▶ **What is needed**: Work out how many lines in the following entries contain the string "flower", and write only that number.

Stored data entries

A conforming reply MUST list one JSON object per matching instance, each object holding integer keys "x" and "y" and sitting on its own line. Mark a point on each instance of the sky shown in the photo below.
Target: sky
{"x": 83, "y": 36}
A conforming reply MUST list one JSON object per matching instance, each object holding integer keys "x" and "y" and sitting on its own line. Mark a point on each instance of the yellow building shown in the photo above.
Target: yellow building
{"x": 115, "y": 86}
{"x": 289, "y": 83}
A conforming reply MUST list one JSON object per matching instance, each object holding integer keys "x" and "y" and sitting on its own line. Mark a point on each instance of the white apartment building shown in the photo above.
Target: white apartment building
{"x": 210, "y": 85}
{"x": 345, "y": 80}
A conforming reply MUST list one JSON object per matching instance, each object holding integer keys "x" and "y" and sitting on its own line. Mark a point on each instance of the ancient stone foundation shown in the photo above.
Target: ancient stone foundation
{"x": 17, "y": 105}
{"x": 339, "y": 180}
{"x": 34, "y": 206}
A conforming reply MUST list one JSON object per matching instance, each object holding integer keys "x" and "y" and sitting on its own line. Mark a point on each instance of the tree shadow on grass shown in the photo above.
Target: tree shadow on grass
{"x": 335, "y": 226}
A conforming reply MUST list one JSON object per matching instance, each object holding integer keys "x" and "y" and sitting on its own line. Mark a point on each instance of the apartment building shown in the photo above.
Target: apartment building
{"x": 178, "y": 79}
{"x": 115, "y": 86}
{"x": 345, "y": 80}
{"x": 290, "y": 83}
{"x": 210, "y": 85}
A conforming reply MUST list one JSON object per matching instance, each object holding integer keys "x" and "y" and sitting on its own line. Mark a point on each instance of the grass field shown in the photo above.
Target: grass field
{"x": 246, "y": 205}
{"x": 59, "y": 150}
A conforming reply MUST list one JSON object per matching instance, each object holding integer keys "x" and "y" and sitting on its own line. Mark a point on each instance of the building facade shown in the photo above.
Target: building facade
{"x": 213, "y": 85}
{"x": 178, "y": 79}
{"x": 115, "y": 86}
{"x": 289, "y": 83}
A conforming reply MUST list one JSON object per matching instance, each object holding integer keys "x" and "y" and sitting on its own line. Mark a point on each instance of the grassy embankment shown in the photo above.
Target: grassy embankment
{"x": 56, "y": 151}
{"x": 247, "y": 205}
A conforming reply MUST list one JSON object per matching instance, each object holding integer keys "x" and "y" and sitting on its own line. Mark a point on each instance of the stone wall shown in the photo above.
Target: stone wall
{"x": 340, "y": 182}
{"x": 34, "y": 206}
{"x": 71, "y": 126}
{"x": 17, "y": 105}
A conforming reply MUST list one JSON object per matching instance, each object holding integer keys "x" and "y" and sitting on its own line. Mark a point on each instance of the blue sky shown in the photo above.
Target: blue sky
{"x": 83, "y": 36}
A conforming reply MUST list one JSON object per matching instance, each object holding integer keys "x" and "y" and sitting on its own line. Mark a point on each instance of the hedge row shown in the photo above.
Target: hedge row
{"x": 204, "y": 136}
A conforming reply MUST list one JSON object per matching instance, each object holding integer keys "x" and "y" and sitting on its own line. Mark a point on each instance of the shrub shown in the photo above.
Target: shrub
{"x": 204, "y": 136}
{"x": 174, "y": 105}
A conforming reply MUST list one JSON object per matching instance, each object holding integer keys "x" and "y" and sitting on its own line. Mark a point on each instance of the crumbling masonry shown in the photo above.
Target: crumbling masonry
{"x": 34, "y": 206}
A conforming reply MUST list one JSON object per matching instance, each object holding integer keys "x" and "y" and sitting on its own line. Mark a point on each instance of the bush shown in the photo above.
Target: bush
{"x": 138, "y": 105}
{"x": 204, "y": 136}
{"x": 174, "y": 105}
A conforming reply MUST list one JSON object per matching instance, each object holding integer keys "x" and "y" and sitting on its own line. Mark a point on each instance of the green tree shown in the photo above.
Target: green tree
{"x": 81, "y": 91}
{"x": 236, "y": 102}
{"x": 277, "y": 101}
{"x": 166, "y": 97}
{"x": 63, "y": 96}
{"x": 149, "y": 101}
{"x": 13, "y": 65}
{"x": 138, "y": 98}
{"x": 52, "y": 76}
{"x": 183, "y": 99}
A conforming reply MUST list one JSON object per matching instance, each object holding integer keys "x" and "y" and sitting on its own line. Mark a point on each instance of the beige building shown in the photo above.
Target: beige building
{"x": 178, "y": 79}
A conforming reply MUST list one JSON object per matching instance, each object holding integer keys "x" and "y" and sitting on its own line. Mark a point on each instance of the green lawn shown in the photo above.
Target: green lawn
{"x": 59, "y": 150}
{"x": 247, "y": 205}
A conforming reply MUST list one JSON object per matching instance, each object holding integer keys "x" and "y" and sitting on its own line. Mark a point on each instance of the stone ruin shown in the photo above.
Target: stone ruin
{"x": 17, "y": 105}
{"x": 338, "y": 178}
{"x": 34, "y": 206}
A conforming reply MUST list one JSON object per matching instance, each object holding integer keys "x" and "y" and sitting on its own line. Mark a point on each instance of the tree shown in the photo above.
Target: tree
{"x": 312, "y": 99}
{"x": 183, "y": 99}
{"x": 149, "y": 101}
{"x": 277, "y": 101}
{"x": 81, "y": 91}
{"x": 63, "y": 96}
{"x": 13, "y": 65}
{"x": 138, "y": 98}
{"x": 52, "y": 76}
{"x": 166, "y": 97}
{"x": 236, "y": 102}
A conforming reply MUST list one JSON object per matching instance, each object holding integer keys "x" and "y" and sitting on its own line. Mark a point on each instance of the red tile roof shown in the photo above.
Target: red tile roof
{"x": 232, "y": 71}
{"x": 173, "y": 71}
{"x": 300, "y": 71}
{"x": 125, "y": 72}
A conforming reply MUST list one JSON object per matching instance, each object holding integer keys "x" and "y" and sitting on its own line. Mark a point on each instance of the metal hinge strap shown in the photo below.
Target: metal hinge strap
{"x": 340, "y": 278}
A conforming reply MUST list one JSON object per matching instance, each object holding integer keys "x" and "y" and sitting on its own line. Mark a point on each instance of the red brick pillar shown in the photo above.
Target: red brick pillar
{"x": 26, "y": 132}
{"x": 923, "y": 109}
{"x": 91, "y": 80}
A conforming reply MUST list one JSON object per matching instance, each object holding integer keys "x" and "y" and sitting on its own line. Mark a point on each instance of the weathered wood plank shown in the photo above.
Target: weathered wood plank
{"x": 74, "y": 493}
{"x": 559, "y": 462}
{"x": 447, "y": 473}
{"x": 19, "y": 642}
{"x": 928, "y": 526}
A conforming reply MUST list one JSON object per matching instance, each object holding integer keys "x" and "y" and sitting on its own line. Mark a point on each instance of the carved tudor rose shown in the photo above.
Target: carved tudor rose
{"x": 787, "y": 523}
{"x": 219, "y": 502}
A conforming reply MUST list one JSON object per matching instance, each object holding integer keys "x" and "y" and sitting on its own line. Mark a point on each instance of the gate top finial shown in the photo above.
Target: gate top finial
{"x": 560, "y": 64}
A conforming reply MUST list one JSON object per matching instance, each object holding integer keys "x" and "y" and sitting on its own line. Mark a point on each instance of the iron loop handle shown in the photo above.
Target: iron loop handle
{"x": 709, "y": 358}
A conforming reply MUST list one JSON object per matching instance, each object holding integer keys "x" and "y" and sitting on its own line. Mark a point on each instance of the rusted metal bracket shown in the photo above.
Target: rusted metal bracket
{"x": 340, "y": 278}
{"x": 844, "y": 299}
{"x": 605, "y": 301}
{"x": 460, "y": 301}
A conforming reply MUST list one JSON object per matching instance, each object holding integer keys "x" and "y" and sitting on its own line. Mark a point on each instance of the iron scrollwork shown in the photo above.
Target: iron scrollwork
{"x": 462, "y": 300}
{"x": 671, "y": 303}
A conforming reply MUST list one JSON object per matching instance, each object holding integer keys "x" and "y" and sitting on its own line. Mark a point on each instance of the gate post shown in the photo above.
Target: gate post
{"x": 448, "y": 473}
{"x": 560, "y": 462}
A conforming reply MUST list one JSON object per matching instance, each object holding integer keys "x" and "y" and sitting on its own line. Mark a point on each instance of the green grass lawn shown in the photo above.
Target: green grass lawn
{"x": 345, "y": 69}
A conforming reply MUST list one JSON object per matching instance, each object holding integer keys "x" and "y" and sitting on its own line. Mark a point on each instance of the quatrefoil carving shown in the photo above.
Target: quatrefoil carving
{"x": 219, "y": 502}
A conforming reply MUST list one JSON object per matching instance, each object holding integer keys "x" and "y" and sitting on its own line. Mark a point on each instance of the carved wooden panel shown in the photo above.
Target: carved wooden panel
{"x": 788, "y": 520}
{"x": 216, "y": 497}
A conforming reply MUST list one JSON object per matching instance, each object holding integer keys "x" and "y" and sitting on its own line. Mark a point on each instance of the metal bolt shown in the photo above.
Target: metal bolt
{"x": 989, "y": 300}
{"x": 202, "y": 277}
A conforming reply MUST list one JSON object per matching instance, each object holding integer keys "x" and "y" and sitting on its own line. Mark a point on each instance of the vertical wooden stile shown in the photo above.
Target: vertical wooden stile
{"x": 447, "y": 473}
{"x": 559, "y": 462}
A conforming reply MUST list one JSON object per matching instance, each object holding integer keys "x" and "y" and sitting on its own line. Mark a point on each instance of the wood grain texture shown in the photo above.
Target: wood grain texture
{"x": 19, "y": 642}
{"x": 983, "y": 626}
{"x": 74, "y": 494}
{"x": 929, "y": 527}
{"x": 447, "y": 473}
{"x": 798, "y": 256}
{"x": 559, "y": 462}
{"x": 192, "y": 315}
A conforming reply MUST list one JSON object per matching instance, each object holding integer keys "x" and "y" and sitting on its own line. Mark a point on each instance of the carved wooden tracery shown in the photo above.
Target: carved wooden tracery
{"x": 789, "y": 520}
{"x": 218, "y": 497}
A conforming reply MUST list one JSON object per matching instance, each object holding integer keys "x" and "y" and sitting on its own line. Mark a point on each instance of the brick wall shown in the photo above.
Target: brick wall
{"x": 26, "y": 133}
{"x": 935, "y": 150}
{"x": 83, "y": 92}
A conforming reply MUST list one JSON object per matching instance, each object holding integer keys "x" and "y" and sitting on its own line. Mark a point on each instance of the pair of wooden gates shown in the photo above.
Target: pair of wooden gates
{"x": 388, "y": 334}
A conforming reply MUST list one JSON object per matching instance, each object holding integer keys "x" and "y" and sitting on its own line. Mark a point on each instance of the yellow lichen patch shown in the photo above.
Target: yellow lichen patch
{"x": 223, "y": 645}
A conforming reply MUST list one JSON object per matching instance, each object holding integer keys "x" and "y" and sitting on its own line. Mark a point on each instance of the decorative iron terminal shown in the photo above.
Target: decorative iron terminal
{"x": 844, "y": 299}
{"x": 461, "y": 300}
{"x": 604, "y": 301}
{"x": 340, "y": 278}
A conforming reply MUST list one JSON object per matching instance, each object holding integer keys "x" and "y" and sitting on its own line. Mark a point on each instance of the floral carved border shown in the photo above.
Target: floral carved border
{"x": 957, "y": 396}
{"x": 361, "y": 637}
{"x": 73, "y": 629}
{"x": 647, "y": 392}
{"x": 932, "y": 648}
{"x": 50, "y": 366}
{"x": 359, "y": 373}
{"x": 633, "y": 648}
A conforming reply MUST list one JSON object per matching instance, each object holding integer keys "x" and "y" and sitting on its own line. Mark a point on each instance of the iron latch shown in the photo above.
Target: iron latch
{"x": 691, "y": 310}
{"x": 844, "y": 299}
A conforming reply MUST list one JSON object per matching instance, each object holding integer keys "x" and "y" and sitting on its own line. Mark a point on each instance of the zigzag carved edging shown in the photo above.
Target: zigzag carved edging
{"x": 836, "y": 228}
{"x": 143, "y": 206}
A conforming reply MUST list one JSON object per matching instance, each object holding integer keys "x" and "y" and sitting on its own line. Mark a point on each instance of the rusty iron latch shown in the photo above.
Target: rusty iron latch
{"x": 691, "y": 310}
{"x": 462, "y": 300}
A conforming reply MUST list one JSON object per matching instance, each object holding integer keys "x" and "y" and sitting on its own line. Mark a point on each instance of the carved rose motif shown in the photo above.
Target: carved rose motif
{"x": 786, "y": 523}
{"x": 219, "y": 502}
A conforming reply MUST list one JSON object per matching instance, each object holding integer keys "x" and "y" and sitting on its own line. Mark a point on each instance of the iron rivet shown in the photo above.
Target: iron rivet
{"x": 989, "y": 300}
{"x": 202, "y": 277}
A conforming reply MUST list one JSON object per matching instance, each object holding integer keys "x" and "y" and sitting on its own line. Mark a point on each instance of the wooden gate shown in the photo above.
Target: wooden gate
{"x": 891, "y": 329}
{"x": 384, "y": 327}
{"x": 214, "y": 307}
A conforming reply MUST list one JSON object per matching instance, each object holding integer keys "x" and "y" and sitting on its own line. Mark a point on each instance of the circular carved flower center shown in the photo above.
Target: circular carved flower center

▶ **Solution**: 2